> Trecho fornecido
+++

Enquanto Asterix na Córsega tinha um ar comemorativo e ao mesmo tempo lidava com elementos culturais bastante restritos ao povo francês (e corso, claro), O Presente de César tem uma linha narrativa mais… digamos, simples, sem grandes elucubrações e muito direta, sem desvios ou sequer aprofundamento no que se refere a seus assuntos principais: os políticos e as eleições. Na história, Julio César, para zoar um legionário bêbado que falara mal dele na véspera do fim do “breve” serviço militar obrigatório de apenas 20 aninhos, presenteia-o com um título de propriedade sobre nada menos do que a notória aldeia gaulesa na região da Armórica cercada de acampamentos fortificados romanos. O perfeitamente batizado Alambicus, no entanto, troca o título por bebida e comida com o taverneiro gaulês de Arausio (Orange) Ortopedix que, ato contínuo, vende sua taverna e se muda com sua esposa Angina e sua filha Coriza (Zazá para os íntimos) para o lar dos irredutíveis gauleses.

Claro que, quando ele chega lá, seu sonho é logo demolido, mas Abracurcix, compadecendo-se pela situação de Ortopedix, que tem a mesma “situação doméstica” que ele, oferece-lhe a abertura de uma taverna ali mesmo, em uma casa abandonada ao lado da peixaria fedorenta de Ordenalfabetix. Confusão vai, confusão vem, acaba que, de maneira muito orgânica e inteligente, Ortopedix e Abracurcix passam a concorrer ferrenhamente em uma eleição para o próximo chefe aldeia.

+++

> Informações fornecidas
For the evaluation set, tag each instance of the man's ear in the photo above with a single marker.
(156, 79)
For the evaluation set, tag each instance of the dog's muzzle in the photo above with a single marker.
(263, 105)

+++

> Instrução A
Copie do trecho fornecido a parte que começa em "Claro que, quando" e termina em "próximo chefe aldeia.".
> Instrução B
Segundo o trecho fornecido, por que coisas Alambicus troca o título de propriedade da aldeia gaulesa?

> Resposta do exercício A
Claro que, quando ele chega lá, seu sonho é logo demolido, mas Abracurcix, compadecendo-se pela situação de Ortopedix, que tem a mesma “situação doméstica” que ele, oferece-lhe a abertura de uma taverna ali mesmo, em uma casa abandonada ao lado da peixaria fedorenta de Ordenalfabetix. Confusão vai, confusão vem, acaba que, de maneira muito orgânica e inteligente, Ortopedix e Abracurcix passam a concorrer ferrenhamente em uma eleição para o próximo chefe aldeia.

> Resposta do exercício B
Por bebida e comida, com o taverneiro gaulês Ortopedix, de Arausio (Orange).